* _Задания_
1) Перечислите все вопросы, в которых, согласно отрывку о концептуальном языке, надо разобраться, прежде чем описывать свой опыт через категории Лакана или Делеза.
2) Перепишите слово в слово часть отрывка о концептуальном языке, начиная со слов «О выработке концептуального» и дальше до слов «создан (воссоздан, перестроен).» включительно.

О выработке концептуального языка. В философии на российской почве это связано с почти 70 летним ее отрывом и от собственной традиции, и от западной философии 20 века. В постсоветскую эпоху одновременный и внезапный выход этих двух культурных потоков - вне всякой логики и хронологии - на авансцену современной культуры породил шок, разброд, массовую читательскую дезориентацию. Актуальной задачей становится, в частности, экстренная проработка огромного числа текстов западной философии и гуманитарной мысли 20 столетия, и философия одна с этим не справиться не в состоянии. Нужно одновременно и читать новое, и создавать инструменты чтения - средства описания, концептуальный язык. Именно в ходе работы с текстами и переводческой работы этот язык, пострадавший за многие десятилетия господства вульгарного догматического марксизма, может быть создан (воссоздан, перестроен).
Беда в том, что в российской культурной и интеллектуальной ситуации любой импортный товар приобретает ореол престижности и включается в описание как элемент лоскутного языка без всякой заботы о связности - логической или исторической. Однако невозможно описать свой опыт через категории Лакана или Делеза (к сожалению сочинения этих и других авторов сплошь и рядом выходят в свет без какого-либо исторического и концептуального комментария), не разобравшись в том, зачем им самим те или иные понятия, откуда они взялись, какие задачи они позволяют решать и могут ли быть перенесены в новый мыслительный и культурный контекст. Конечно, и в лоскутном одеяле можно увидеть новый художественный эффект - цветовой или ритмический. Но работе мысли это не поможет. В противоположность тому, что думают философы, нельзя просто так - "непосредственно" - прочитать те или иные современные западные тексты. Для того, чтобы прочитать тех же Лакана или Делеза, нужна самоотверженная (а не самоутверждающаяся) работа, которая будет постоянно напоминать нам о том, что Делез во Франции и в России, Делез в 60 годы и в 90-е - это разные вещи в разных культурных контекстах.

* _Предоставленные материалы_
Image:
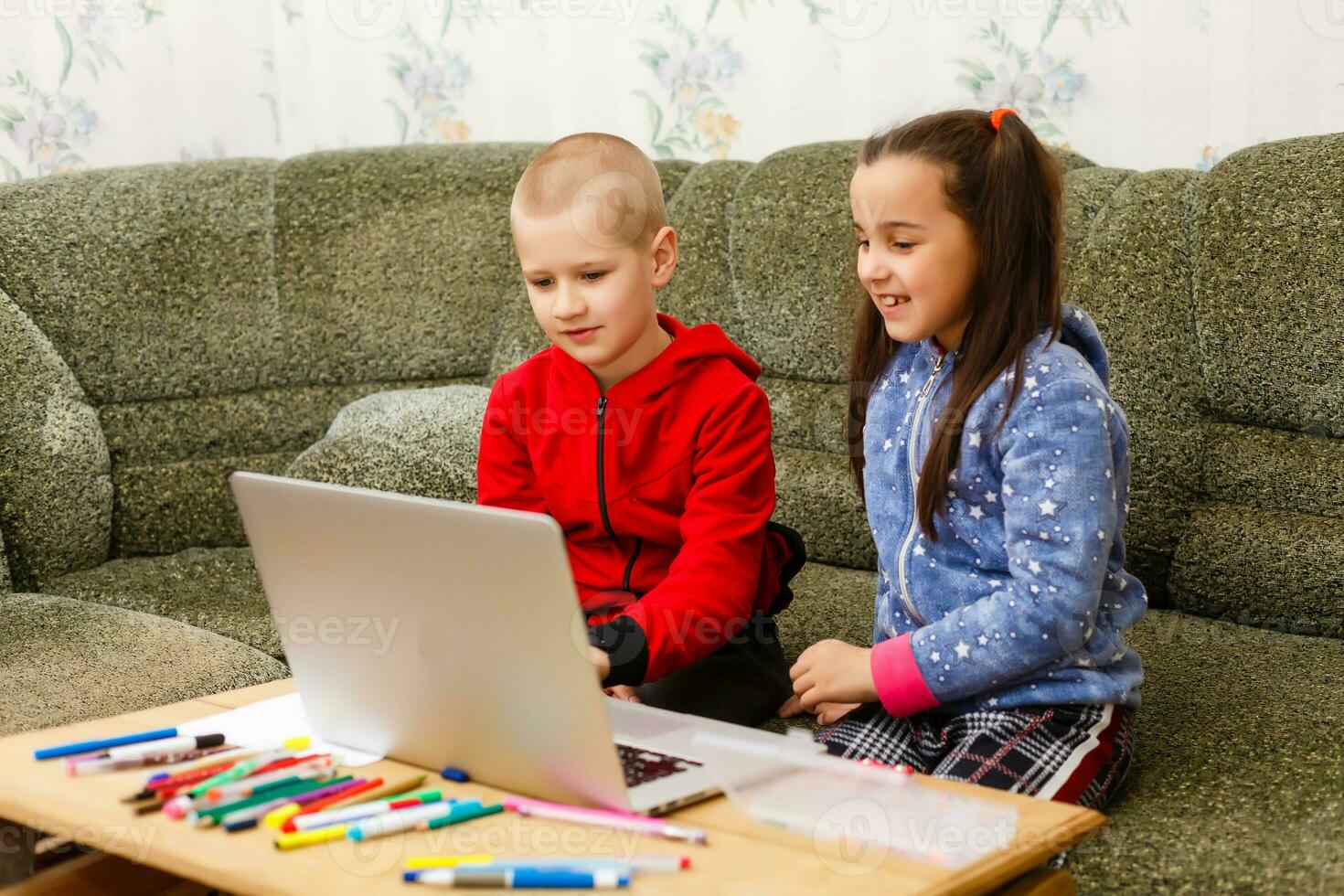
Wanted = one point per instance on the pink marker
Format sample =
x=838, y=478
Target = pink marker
x=605, y=818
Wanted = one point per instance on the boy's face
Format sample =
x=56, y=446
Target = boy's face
x=917, y=258
x=595, y=303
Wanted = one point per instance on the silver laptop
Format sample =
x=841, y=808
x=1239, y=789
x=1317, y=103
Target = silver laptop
x=451, y=635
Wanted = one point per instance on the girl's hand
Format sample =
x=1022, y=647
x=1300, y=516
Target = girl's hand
x=832, y=672
x=827, y=712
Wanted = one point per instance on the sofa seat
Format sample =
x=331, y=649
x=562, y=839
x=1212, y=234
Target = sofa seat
x=68, y=661
x=1238, y=784
x=211, y=589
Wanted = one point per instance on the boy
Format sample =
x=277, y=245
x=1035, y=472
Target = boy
x=648, y=443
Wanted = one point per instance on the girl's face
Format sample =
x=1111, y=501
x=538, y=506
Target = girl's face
x=917, y=258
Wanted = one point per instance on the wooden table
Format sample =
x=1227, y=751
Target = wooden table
x=742, y=858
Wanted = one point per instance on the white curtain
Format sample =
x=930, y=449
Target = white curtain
x=1140, y=83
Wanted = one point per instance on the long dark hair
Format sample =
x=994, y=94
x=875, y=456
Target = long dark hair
x=1007, y=187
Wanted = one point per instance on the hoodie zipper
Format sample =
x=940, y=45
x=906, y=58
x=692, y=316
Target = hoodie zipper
x=914, y=516
x=601, y=495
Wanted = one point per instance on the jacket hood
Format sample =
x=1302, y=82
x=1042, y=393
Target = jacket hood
x=689, y=346
x=1078, y=331
x=1081, y=334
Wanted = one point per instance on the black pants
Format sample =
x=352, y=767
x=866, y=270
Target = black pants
x=743, y=681
x=748, y=678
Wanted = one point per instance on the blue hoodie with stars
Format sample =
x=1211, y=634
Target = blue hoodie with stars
x=1024, y=600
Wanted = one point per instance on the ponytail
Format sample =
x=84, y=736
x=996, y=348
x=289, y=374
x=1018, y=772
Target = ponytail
x=1007, y=187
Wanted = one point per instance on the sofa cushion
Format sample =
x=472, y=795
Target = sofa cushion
x=69, y=660
x=1240, y=766
x=413, y=443
x=56, y=493
x=1128, y=263
x=211, y=589
x=171, y=458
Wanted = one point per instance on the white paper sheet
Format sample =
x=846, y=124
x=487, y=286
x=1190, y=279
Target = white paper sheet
x=268, y=724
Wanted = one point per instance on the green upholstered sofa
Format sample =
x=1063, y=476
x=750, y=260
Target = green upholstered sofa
x=340, y=315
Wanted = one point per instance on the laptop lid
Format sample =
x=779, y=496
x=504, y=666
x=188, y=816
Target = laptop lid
x=428, y=630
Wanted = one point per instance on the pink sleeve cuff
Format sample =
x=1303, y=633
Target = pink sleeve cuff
x=901, y=686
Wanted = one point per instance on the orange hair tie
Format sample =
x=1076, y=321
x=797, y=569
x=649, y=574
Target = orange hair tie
x=997, y=117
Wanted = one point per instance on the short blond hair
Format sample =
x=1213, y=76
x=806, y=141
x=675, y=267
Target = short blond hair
x=595, y=171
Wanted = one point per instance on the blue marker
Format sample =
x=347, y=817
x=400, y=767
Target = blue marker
x=93, y=746
x=520, y=878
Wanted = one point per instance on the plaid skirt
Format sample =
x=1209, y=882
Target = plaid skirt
x=1070, y=753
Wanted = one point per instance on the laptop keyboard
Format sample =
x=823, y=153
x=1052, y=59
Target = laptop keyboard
x=643, y=766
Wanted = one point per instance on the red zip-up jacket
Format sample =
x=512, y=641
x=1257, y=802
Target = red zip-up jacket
x=663, y=486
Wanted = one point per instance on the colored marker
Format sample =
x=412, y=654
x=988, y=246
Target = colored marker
x=648, y=863
x=314, y=767
x=168, y=744
x=105, y=743
x=606, y=818
x=94, y=766
x=397, y=821
x=251, y=817
x=304, y=819
x=311, y=837
x=460, y=813
x=520, y=879
x=277, y=817
x=208, y=817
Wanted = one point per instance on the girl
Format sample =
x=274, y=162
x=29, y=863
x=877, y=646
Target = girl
x=995, y=472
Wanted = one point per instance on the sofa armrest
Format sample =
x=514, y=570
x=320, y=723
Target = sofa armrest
x=408, y=441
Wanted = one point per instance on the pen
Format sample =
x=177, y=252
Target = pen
x=460, y=813
x=167, y=744
x=400, y=819
x=606, y=818
x=519, y=879
x=360, y=812
x=91, y=766
x=651, y=863
x=249, y=817
x=106, y=743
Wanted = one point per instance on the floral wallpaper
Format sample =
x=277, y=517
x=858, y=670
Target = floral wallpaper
x=1138, y=83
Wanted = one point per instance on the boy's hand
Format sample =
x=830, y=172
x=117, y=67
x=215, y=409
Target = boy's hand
x=623, y=692
x=827, y=712
x=601, y=661
x=832, y=672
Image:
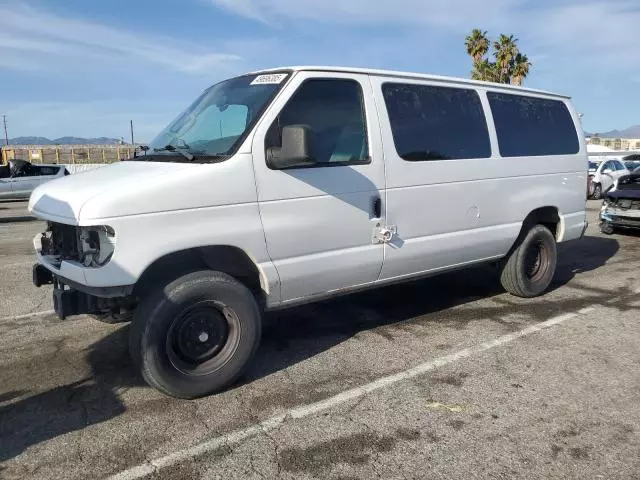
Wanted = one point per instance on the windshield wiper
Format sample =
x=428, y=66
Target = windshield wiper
x=183, y=150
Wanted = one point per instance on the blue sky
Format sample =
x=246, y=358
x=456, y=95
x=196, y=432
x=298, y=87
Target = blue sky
x=86, y=68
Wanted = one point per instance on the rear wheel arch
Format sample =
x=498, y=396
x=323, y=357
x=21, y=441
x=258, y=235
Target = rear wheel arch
x=548, y=216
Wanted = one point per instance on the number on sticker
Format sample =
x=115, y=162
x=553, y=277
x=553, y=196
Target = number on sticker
x=269, y=79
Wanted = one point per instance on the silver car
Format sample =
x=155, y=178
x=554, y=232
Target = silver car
x=19, y=178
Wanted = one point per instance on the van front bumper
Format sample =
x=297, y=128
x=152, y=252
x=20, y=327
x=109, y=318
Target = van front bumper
x=71, y=298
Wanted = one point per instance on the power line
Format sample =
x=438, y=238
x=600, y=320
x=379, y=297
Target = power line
x=6, y=135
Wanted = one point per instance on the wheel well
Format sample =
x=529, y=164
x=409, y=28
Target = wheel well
x=223, y=258
x=547, y=216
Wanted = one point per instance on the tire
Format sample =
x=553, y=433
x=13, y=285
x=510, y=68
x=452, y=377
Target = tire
x=607, y=228
x=114, y=318
x=530, y=267
x=196, y=335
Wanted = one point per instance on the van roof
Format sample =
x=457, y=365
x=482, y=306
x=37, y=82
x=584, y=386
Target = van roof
x=411, y=75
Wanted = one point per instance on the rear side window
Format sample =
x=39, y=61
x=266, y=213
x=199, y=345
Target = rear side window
x=436, y=123
x=528, y=126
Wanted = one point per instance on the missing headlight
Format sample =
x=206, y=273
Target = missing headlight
x=96, y=245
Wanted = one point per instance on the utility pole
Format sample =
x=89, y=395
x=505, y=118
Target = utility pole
x=6, y=135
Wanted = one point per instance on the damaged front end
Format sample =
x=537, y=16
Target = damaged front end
x=621, y=205
x=86, y=248
x=92, y=247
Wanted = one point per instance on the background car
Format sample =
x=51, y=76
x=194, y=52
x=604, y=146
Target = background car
x=604, y=176
x=19, y=178
x=621, y=205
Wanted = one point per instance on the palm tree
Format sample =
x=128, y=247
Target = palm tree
x=505, y=50
x=520, y=69
x=486, y=71
x=477, y=45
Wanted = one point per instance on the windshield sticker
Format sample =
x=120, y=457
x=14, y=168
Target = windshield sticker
x=271, y=79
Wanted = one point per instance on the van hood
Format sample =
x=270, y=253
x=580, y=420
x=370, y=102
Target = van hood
x=63, y=199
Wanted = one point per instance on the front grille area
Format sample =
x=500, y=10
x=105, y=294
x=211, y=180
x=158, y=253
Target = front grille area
x=61, y=241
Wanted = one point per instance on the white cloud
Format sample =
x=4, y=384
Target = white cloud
x=592, y=35
x=37, y=35
x=92, y=118
x=452, y=14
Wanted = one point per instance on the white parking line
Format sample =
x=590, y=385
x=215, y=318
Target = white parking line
x=28, y=315
x=238, y=436
x=19, y=264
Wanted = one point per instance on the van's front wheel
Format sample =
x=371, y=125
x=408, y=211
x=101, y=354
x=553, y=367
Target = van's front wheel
x=529, y=269
x=196, y=335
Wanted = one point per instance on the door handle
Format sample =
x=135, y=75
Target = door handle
x=376, y=207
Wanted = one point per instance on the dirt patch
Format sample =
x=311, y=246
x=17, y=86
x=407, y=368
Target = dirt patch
x=356, y=449
x=456, y=379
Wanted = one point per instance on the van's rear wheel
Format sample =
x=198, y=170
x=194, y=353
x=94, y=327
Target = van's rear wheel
x=529, y=269
x=196, y=335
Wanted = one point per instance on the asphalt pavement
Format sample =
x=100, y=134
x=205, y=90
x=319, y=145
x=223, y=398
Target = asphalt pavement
x=447, y=377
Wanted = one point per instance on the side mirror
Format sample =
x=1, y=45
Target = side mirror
x=295, y=150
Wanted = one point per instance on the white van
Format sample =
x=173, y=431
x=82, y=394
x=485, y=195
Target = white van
x=287, y=186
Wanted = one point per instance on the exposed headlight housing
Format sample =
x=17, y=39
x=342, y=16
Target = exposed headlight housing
x=96, y=245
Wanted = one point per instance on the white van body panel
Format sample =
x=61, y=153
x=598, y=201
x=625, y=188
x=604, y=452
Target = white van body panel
x=450, y=213
x=317, y=221
x=310, y=231
x=157, y=209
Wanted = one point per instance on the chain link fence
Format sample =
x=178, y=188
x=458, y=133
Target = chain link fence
x=67, y=154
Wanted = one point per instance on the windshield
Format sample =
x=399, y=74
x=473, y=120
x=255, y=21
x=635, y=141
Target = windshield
x=215, y=124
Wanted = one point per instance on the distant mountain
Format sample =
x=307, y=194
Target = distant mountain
x=63, y=141
x=631, y=132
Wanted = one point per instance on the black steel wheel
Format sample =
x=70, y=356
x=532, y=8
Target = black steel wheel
x=529, y=268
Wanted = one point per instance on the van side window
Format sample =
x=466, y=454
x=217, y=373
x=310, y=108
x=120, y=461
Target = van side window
x=529, y=126
x=436, y=123
x=334, y=111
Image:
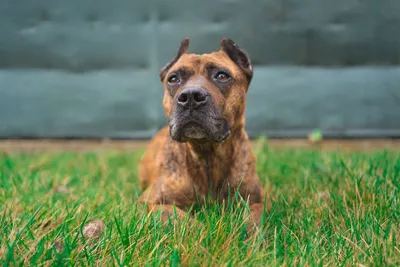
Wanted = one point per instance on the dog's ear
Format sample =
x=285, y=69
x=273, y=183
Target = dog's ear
x=183, y=48
x=238, y=55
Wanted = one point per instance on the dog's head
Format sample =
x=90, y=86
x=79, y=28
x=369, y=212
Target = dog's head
x=205, y=95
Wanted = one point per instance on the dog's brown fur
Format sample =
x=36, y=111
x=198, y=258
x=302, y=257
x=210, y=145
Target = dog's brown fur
x=185, y=172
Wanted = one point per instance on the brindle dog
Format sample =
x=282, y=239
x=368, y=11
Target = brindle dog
x=204, y=151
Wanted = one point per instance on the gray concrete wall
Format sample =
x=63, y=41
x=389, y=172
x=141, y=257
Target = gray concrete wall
x=89, y=68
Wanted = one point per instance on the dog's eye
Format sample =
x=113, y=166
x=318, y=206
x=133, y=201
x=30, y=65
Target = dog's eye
x=173, y=79
x=222, y=76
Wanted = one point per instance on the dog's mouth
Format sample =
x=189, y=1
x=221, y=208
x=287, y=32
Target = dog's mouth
x=216, y=130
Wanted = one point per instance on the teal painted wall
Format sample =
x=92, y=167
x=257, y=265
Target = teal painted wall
x=81, y=69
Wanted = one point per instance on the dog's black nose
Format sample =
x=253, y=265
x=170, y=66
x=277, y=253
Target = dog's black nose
x=192, y=98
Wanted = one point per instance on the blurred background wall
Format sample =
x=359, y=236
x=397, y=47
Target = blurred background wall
x=89, y=69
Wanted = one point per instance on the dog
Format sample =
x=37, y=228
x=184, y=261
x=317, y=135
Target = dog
x=204, y=152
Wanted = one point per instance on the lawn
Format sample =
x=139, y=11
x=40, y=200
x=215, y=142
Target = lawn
x=328, y=208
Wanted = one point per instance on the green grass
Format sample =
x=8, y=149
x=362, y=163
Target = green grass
x=328, y=208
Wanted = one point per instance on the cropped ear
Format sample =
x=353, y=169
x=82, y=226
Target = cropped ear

* _Выполненные задания_
1)
- зачем им самим те или иные понятия
- откуда они взялись
- какие задачи они позволяют решать
- могут ли быть перенесены в новый мыслительный и культурный контекст

2)
О выработке концептуального языка. В философии на российской почве это связано с почти 70 летним ее отрывом и от собственной традиции, и от западной философии 20 века. В постсоветскую эпоху одновременный и внезапный выход этих двух культурных потоков - вне всякой логики и хронологии - на авансцену современной культуры породил шок, разброд, массовую читательскую дезориентацию. Актуальной задачей становится, в частности, экстренная проработка огромного числа текстов западной философии и гуманитарной мысли 20 столетия, и философия одна с этим не справиться не в состоянии. Нужно одновременно и читать новое, и создавать инструменты чтения - средства описания, концептуальный язык. Именно в ходе работы с текстами и переводческой работы этот язык, пострадавший за многие десятилетия господства вульгарного догматического марксизма, может быть создан (воссоздан, перестроен).